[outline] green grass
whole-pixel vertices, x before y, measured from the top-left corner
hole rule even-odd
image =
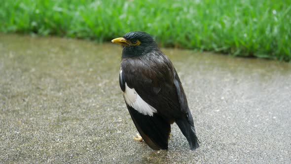
[[[291,0],[1,1],[4,32],[103,41],[139,30],[164,46],[291,59]]]

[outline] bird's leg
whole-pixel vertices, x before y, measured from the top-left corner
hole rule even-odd
[[[139,133],[137,133],[137,135],[135,137],[133,138],[135,141],[139,141],[140,142],[143,142],[143,138],[142,136],[140,135]]]

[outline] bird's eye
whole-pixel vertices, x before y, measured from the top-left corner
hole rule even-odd
[[[132,44],[133,45],[139,45],[141,43],[141,41],[138,40],[133,40],[131,41],[131,44]]]
[[[138,40],[132,40],[132,41],[131,41],[131,43],[133,44],[136,44],[136,43],[138,43]]]

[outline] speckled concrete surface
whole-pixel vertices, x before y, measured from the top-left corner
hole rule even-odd
[[[291,163],[291,65],[164,49],[201,147],[176,124],[168,151],[134,141],[121,48],[0,35],[0,163]]]

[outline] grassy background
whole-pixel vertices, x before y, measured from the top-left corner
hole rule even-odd
[[[291,0],[1,0],[0,31],[109,41],[139,30],[164,46],[291,59]]]

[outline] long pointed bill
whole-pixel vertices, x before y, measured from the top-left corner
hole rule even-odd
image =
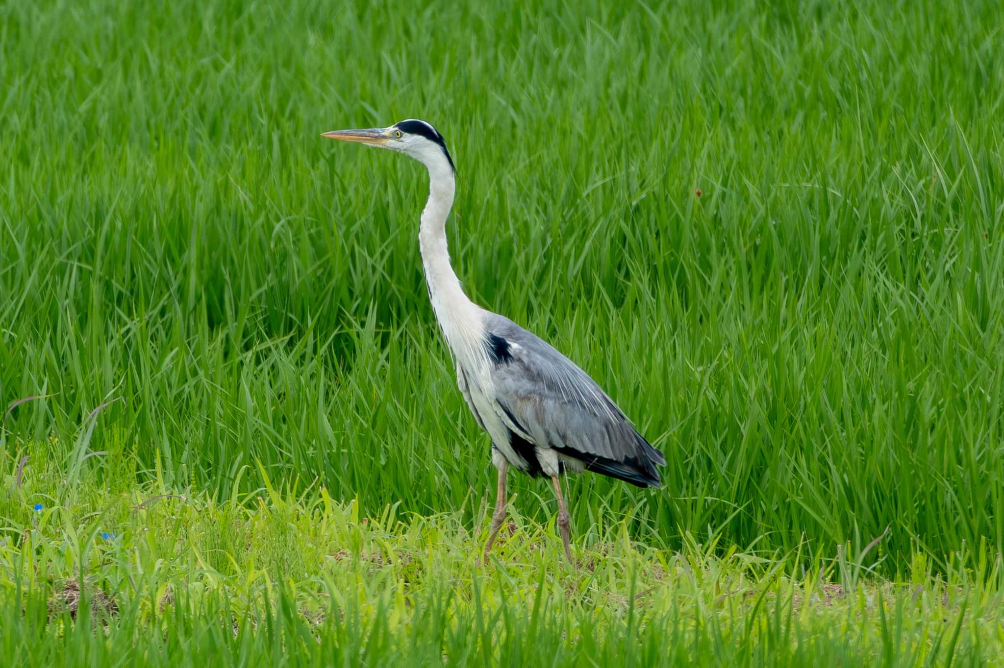
[[[341,139],[342,141],[357,141],[369,146],[383,146],[391,137],[387,133],[386,127],[370,127],[362,130],[333,130],[324,132],[321,136],[331,139]]]

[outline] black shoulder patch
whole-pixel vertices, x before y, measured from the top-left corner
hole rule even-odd
[[[443,149],[443,154],[446,155],[447,162],[450,163],[450,169],[457,172],[457,168],[453,164],[453,158],[450,157],[450,151],[446,149],[446,140],[443,135],[439,133],[435,127],[430,125],[424,120],[418,120],[417,118],[409,118],[408,120],[402,120],[400,123],[395,125],[402,132],[408,132],[409,134],[418,134],[419,136],[424,136],[430,141],[439,144],[439,147]]]
[[[512,361],[512,352],[509,350],[509,342],[498,334],[489,334],[485,339],[485,350],[488,356],[496,364],[508,364]]]

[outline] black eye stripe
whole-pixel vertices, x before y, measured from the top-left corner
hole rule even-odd
[[[408,119],[402,120],[400,123],[395,125],[398,129],[408,132],[409,134],[418,134],[419,136],[424,136],[430,141],[435,141],[440,145],[444,145],[443,135],[436,131],[436,128],[425,122],[424,120]]]
[[[453,158],[450,156],[450,151],[446,149],[446,141],[443,140],[443,135],[440,134],[435,127],[426,121],[418,120],[417,118],[402,120],[400,123],[396,124],[395,127],[403,132],[424,136],[430,141],[438,143],[440,148],[443,149],[443,154],[446,155],[446,159],[450,162],[450,166],[453,168],[454,172],[457,171],[457,168],[453,164]]]

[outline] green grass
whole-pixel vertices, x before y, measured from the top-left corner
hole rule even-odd
[[[859,556],[764,560],[603,526],[564,562],[520,513],[480,564],[485,509],[428,517],[295,484],[213,499],[82,478],[31,450],[0,497],[0,655],[11,665],[948,666],[1004,661],[1004,567],[899,582]],[[4,467],[16,478],[16,466]],[[42,504],[39,511],[33,510]],[[517,505],[518,507],[518,505]],[[20,541],[11,539],[19,538]],[[16,545],[15,545],[16,544]],[[60,611],[69,581],[106,603]],[[104,598],[107,597],[107,598]]]
[[[262,471],[306,508],[323,487],[480,531],[494,472],[426,297],[423,170],[319,137],[418,116],[457,163],[468,292],[666,453],[659,490],[569,483],[578,550],[623,528],[800,573],[888,528],[873,587],[918,559],[987,576],[1002,39],[975,1],[0,0],[0,409],[41,397],[4,413],[0,493],[34,503],[27,452],[67,533],[90,526],[80,485],[237,513]],[[511,490],[551,521],[546,485]],[[8,548],[42,559],[4,503]]]

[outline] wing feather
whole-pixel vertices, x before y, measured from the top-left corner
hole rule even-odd
[[[499,416],[537,446],[579,459],[587,470],[658,485],[666,458],[567,357],[508,318],[487,323]]]

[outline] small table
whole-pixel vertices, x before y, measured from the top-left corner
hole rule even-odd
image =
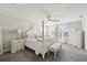
[[[48,46],[48,51],[54,52],[54,58],[56,58],[57,51],[59,51],[61,48],[62,48],[62,45],[58,43],[55,43]]]

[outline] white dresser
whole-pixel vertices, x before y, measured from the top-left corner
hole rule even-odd
[[[24,39],[11,40],[11,53],[24,50]]]

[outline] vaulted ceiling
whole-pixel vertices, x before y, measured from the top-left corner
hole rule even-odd
[[[41,23],[48,14],[61,22],[75,21],[79,14],[87,14],[85,3],[6,3],[0,4],[0,13]]]

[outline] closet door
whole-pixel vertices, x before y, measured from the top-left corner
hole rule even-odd
[[[2,31],[0,28],[0,54],[2,54]]]

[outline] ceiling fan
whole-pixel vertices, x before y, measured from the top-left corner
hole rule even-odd
[[[53,19],[51,19],[51,15],[47,15],[47,21],[58,22],[59,20],[53,20]]]

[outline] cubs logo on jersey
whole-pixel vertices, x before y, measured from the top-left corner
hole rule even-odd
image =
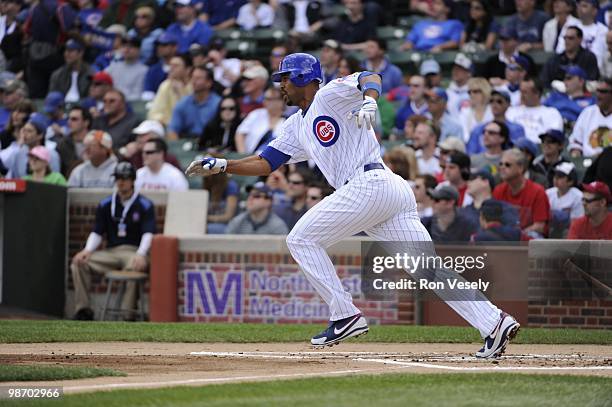
[[[312,131],[323,147],[332,146],[340,137],[340,126],[333,117],[319,116],[312,124]]]

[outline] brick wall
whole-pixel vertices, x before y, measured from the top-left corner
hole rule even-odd
[[[529,326],[546,328],[612,328],[612,301],[530,301]]]
[[[91,231],[95,218],[97,202],[104,196],[110,194],[110,190],[84,193],[83,191],[70,192],[69,224],[68,224],[68,249],[70,256],[80,250],[87,235]],[[152,196],[156,203],[156,217],[158,230],[163,231],[165,218],[165,200],[160,196]],[[184,239],[181,239],[184,240]],[[529,256],[529,301],[528,301],[528,325],[533,327],[579,327],[579,328],[612,328],[612,298],[606,297],[600,290],[593,290],[591,283],[587,282],[580,274],[564,267],[568,253],[574,259],[574,263],[582,269],[587,269],[589,274],[600,281],[608,283],[612,281],[612,242],[584,243],[581,250],[576,252],[577,242],[570,241],[532,241],[529,252],[525,250],[517,253],[517,256]],[[228,249],[228,245],[234,245],[236,249]],[[585,249],[586,247],[586,249]],[[560,250],[560,251],[559,251]],[[585,251],[586,250],[586,251]],[[246,252],[249,253],[246,253]],[[341,278],[350,279],[355,273],[359,273],[360,257],[359,245],[344,246],[333,250],[332,260],[337,265]],[[588,263],[585,263],[585,261]],[[521,261],[522,262],[522,261]],[[519,261],[517,260],[517,263]],[[179,319],[182,321],[227,321],[227,322],[323,322],[327,316],[317,315],[287,317],[283,312],[274,315],[273,308],[267,315],[252,315],[242,312],[236,315],[232,307],[228,307],[227,315],[215,315],[214,312],[205,314],[202,309],[201,297],[207,296],[214,300],[213,294],[223,295],[223,282],[226,275],[231,273],[243,274],[243,297],[241,311],[249,310],[252,299],[265,297],[273,299],[276,310],[282,304],[291,300],[299,300],[302,303],[322,304],[318,295],[313,292],[300,292],[296,295],[279,293],[273,290],[261,290],[250,285],[249,273],[267,273],[272,277],[294,276],[304,278],[298,270],[294,260],[288,254],[284,239],[282,237],[266,238],[262,240],[257,236],[243,237],[239,239],[228,239],[224,241],[219,237],[206,237],[193,240],[188,248],[181,248],[179,279]],[[208,274],[213,277],[213,283],[217,291],[212,293],[209,286],[204,286],[204,294],[199,287],[192,284],[193,312],[186,310],[188,299],[186,295],[186,273],[195,273],[192,278],[208,283],[205,278]],[[71,315],[69,306],[72,280],[67,270],[68,280],[68,304],[67,315]],[[199,274],[199,277],[196,275]],[[196,276],[196,277],[194,277]],[[94,307],[101,304],[106,285],[103,279],[94,278],[93,288]],[[198,281],[196,281],[198,282]],[[195,289],[194,289],[195,288]],[[230,294],[231,290],[230,290]],[[401,293],[397,301],[377,302],[367,301],[359,293],[353,293],[355,303],[368,316],[374,324],[413,324],[415,316],[415,304],[410,293]],[[221,301],[223,298],[219,299]],[[222,302],[222,301],[221,301]],[[209,304],[210,305],[210,304]],[[223,305],[223,304],[222,304]],[[263,306],[259,303],[260,308]],[[323,304],[324,305],[324,304]],[[270,305],[273,307],[274,305]],[[286,308],[285,308],[286,311]],[[324,314],[326,309],[320,309]]]
[[[612,328],[612,242],[534,241],[529,326]],[[582,270],[582,271],[581,271]]]
[[[74,285],[72,283],[72,274],[70,272],[70,260],[83,247],[87,241],[87,236],[93,230],[96,219],[96,208],[98,203],[105,197],[112,194],[111,189],[69,189],[68,192],[68,259],[66,264],[66,316],[70,317],[74,313],[72,305],[72,293]],[[149,199],[155,204],[155,218],[158,232],[164,230],[164,220],[166,214],[166,194],[160,192],[146,193]],[[94,274],[91,279],[91,300],[94,310],[99,310],[102,307],[104,296],[106,294],[106,280],[102,276]],[[148,291],[148,285],[145,285],[145,292]]]

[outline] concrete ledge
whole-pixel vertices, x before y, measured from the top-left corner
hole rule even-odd
[[[113,190],[111,188],[69,188],[68,205],[97,205],[102,199],[112,193]],[[143,191],[141,194],[152,200],[155,205],[166,205],[168,202],[168,193],[165,191]]]

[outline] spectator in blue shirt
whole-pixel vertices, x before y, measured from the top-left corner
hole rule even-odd
[[[172,112],[168,125],[168,139],[199,138],[202,131],[217,114],[221,97],[212,92],[213,73],[201,66],[191,73],[193,94],[181,99]]]
[[[510,141],[512,143],[525,137],[525,129],[518,123],[513,123],[506,120],[506,111],[510,107],[510,94],[505,91],[494,90],[491,92],[491,113],[493,113],[493,120],[504,123],[508,128],[510,134]],[[466,144],[466,151],[469,155],[479,154],[485,151],[482,143],[484,136],[484,129],[488,123],[480,124],[472,130],[470,133],[470,139]]]
[[[472,52],[493,49],[498,31],[499,24],[493,19],[489,2],[472,0],[470,2],[470,19],[461,36],[462,49],[469,49]]]
[[[98,8],[98,0],[81,0],[79,2],[79,22],[81,26],[96,28],[102,20],[102,10]]]
[[[384,41],[373,38],[366,41],[363,67],[371,72],[378,72],[382,76],[383,93],[402,84],[402,71],[385,57],[387,46]]]
[[[155,233],[153,202],[134,190],[136,170],[122,162],[114,171],[115,189],[96,209],[96,223],[85,248],[72,259],[70,269],[75,289],[74,319],[91,320],[89,288],[91,274],[129,268],[145,271],[148,252]],[[106,247],[98,250],[106,238]],[[122,308],[134,309],[136,286],[127,285]]]
[[[577,65],[565,67],[565,92],[553,91],[544,101],[544,106],[554,107],[561,113],[563,120],[573,123],[580,112],[595,104],[595,98],[586,93],[587,74]]]
[[[406,120],[415,114],[425,115],[429,111],[427,101],[425,100],[425,78],[419,75],[413,75],[410,78],[410,91],[408,99],[399,108],[395,115],[395,127],[403,129]]]
[[[548,14],[535,9],[535,0],[516,0],[516,14],[506,23],[517,33],[519,51],[543,49],[544,24],[550,19]]]
[[[166,30],[177,37],[180,54],[189,52],[191,44],[207,45],[214,34],[208,23],[197,19],[195,3],[197,0],[177,0],[176,23]]]
[[[489,199],[480,207],[480,230],[472,236],[473,242],[518,242],[521,240],[521,229],[502,222],[504,204]]]
[[[468,242],[478,225],[457,210],[457,189],[452,185],[438,185],[427,193],[434,202],[433,216],[422,222],[432,240],[436,243]]]
[[[140,61],[150,65],[155,56],[155,42],[164,32],[155,27],[155,10],[149,6],[140,6],[134,14],[134,28],[128,31],[129,37],[140,39]]]
[[[165,32],[155,41],[155,51],[158,61],[151,65],[145,76],[144,100],[152,100],[155,97],[159,85],[168,78],[170,72],[170,60],[176,55],[178,38],[174,34]]]
[[[463,33],[463,24],[458,20],[449,20],[452,0],[433,0],[433,20],[419,21],[406,37],[401,49],[440,52],[457,49]]]
[[[215,31],[233,27],[244,4],[246,0],[208,0],[204,2],[200,20],[208,22]]]

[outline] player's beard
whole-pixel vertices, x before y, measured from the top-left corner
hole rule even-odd
[[[287,106],[295,106],[295,103],[293,103],[288,94],[281,92],[281,96],[283,97],[283,101]]]

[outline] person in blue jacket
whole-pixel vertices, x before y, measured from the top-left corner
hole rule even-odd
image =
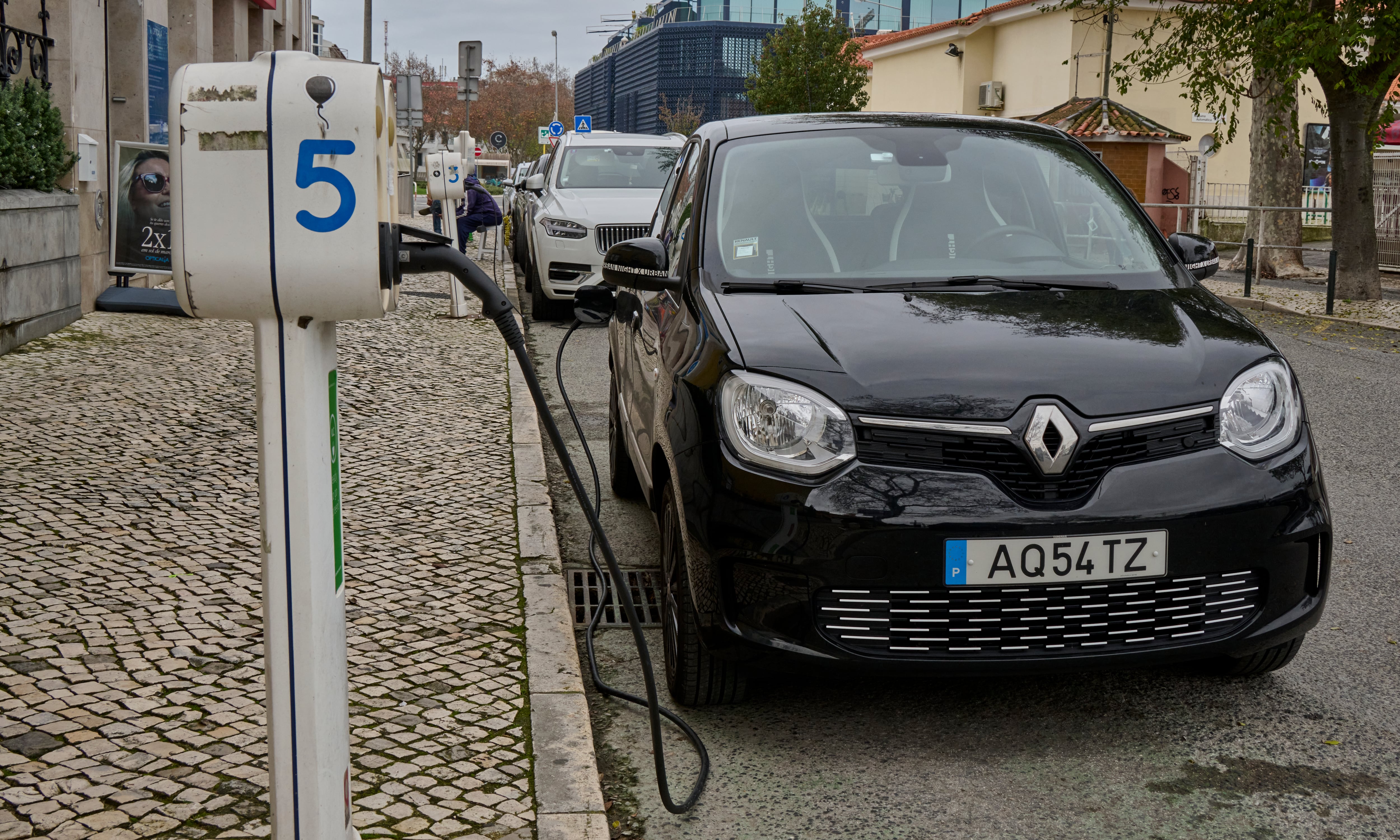
[[[466,253],[472,234],[501,224],[501,209],[476,175],[466,176],[466,199],[456,206],[456,244]]]

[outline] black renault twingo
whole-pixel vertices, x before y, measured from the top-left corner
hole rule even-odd
[[[671,693],[759,664],[1281,668],[1331,524],[1298,384],[1072,137],[701,126],[615,245],[610,477],[657,514]]]

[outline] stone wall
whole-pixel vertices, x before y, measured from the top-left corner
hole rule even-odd
[[[0,353],[83,316],[78,197],[0,189]]]

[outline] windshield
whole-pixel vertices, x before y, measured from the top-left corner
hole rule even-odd
[[[725,143],[715,171],[706,262],[738,280],[1177,280],[1130,199],[1071,141],[939,127],[778,134]]]
[[[661,189],[676,161],[669,146],[575,146],[564,151],[560,189]]]

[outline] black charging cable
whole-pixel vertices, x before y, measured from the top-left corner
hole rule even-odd
[[[584,456],[588,458],[588,469],[594,473],[592,505],[594,505],[594,517],[596,518],[598,514],[602,511],[602,500],[603,500],[602,483],[598,480],[598,463],[594,461],[592,448],[588,447],[588,437],[584,435],[584,427],[578,423],[578,414],[574,413],[574,403],[573,400],[568,399],[568,389],[564,388],[564,347],[568,344],[570,336],[573,336],[574,330],[577,330],[580,326],[582,326],[582,322],[575,319],[571,325],[568,325],[568,332],[566,332],[564,337],[559,342],[559,351],[554,354],[554,382],[559,385],[559,395],[564,399],[564,407],[568,409],[568,419],[574,424],[574,431],[578,433],[578,442],[581,442],[584,447]],[[580,498],[578,501],[585,507],[589,504],[587,498]],[[598,689],[599,694],[605,697],[617,697],[619,700],[626,700],[627,703],[636,703],[637,706],[647,706],[650,711],[651,706],[648,704],[645,697],[638,697],[636,694],[629,694],[627,692],[623,692],[620,689],[615,689],[608,683],[605,683],[603,678],[598,673],[598,654],[594,651],[594,633],[598,630],[598,622],[603,617],[603,612],[608,609],[608,606],[612,605],[613,588],[622,587],[623,589],[627,589],[627,595],[630,596],[631,587],[627,585],[626,578],[622,578],[622,582],[617,582],[619,578],[616,577],[616,571],[613,573],[613,577],[603,574],[602,566],[599,566],[598,563],[598,553],[595,550],[596,545],[598,545],[596,535],[589,533],[588,560],[589,563],[594,564],[594,574],[598,575],[598,587],[601,589],[601,598],[598,601],[598,605],[594,608],[594,617],[589,619],[588,631],[584,636],[584,647],[588,650],[588,671],[589,675],[592,676],[594,687]],[[631,620],[631,616],[629,616],[629,620]],[[647,666],[647,673],[648,676],[651,673],[650,665]],[[686,734],[687,739],[690,739],[692,746],[696,748],[696,755],[700,756],[699,778],[696,780],[694,788],[690,791],[690,797],[680,805],[675,805],[673,802],[671,802],[671,790],[666,781],[665,760],[661,757],[658,757],[657,760],[657,785],[661,788],[661,799],[666,805],[666,811],[672,813],[685,813],[686,811],[690,811],[694,806],[696,799],[700,798],[700,791],[704,790],[706,780],[710,777],[710,753],[706,750],[704,742],[700,741],[700,735],[697,735],[696,731],[690,728],[690,724],[685,722],[680,718],[680,715],[678,715],[676,713],[671,711],[664,706],[657,707],[657,711],[659,711],[661,715],[665,717],[672,724],[680,727],[680,731]],[[657,750],[657,756],[661,756],[661,734],[655,728],[652,728],[651,731],[651,741],[652,741],[652,749]]]
[[[564,445],[564,438],[559,434],[559,426],[554,423],[554,416],[549,410],[549,400],[545,398],[545,391],[539,386],[539,377],[535,374],[535,364],[531,361],[529,350],[525,347],[525,335],[521,332],[519,325],[515,323],[515,308],[511,305],[510,298],[505,297],[505,293],[496,284],[496,280],[487,276],[480,266],[472,262],[465,253],[459,253],[455,248],[452,248],[451,239],[447,237],[433,234],[431,231],[400,225],[385,225],[385,228],[386,230],[382,231],[382,235],[388,238],[388,244],[392,249],[381,248],[381,260],[386,260],[389,263],[381,263],[381,269],[391,269],[392,279],[398,279],[402,274],[447,272],[456,277],[468,291],[482,301],[482,315],[496,322],[496,329],[501,332],[501,337],[505,339],[505,346],[511,349],[511,353],[515,354],[515,360],[521,365],[521,374],[525,377],[525,385],[529,388],[531,399],[535,402],[539,420],[545,426],[545,434],[549,437],[550,445],[554,447],[554,454],[559,455],[559,462],[564,466],[564,475],[568,476],[568,486],[574,490],[574,497],[578,498],[578,505],[584,508],[584,517],[588,519],[588,529],[591,532],[588,556],[594,561],[594,568],[598,571],[599,580],[606,580],[606,575],[603,575],[602,570],[598,567],[598,560],[594,554],[595,542],[598,547],[602,549],[603,560],[608,563],[608,571],[612,573],[612,580],[626,581],[627,578],[623,577],[622,568],[617,566],[617,556],[613,554],[612,545],[608,542],[608,535],[603,532],[602,522],[598,521],[599,505],[589,501],[588,491],[584,489],[584,482],[578,477],[574,461],[568,456],[568,448]],[[403,235],[416,237],[423,241],[405,241]],[[570,329],[570,335],[573,329]],[[567,340],[568,335],[564,336],[564,342]],[[563,349],[561,343],[560,353],[563,353]],[[557,361],[559,357],[556,357],[556,371]],[[563,391],[563,382],[560,382],[560,388]],[[578,426],[578,417],[574,414],[574,406],[568,402],[567,393],[564,395],[564,405],[568,406],[568,416],[574,421],[574,428],[578,430],[578,438],[584,441],[584,452],[588,454],[588,466],[594,470],[594,486],[599,490],[596,496],[601,504],[602,493],[601,486],[598,484],[598,466],[594,463],[592,452],[588,449],[588,441],[584,438],[582,428]],[[598,664],[594,658],[592,633],[598,626],[598,616],[602,615],[602,609],[595,613],[594,622],[588,626],[588,664],[592,669],[594,685],[598,686],[598,690],[606,696],[620,697],[647,707],[647,715],[651,724],[651,755],[657,766],[657,788],[661,794],[661,804],[665,805],[666,811],[671,813],[685,813],[686,811],[694,808],[696,801],[700,799],[700,792],[704,790],[704,783],[710,776],[710,756],[706,753],[704,745],[700,743],[700,738],[694,734],[694,729],[686,725],[686,722],[682,721],[675,713],[662,708],[659,700],[657,699],[657,675],[651,669],[651,654],[647,650],[647,637],[643,636],[641,622],[637,620],[637,605],[631,599],[631,587],[609,587],[609,596],[613,591],[616,591],[620,596],[623,615],[627,616],[627,623],[631,626],[631,638],[637,645],[637,657],[641,659],[641,676],[647,686],[647,697],[643,700],[641,697],[608,687],[599,679]],[[700,753],[700,777],[690,790],[690,795],[679,805],[671,798],[671,785],[666,780],[666,756],[661,743],[662,715],[680,727]]]

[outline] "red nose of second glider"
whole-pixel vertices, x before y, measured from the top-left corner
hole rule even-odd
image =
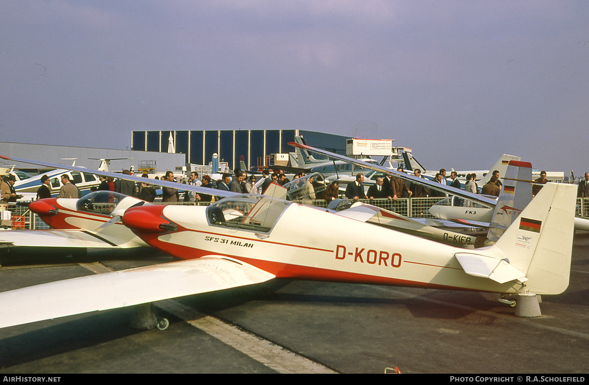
┄┄┄┄┄┄┄┄┄┄┄┄┄┄┄┄┄┄┄┄
■ **To do**:
Pull out every line of the records above that contains the string "bird" and copy each one in full. Matching is case-sensitive.

■ **Answer to this problem**:
[outline] bird's leg
[outline] bird's eye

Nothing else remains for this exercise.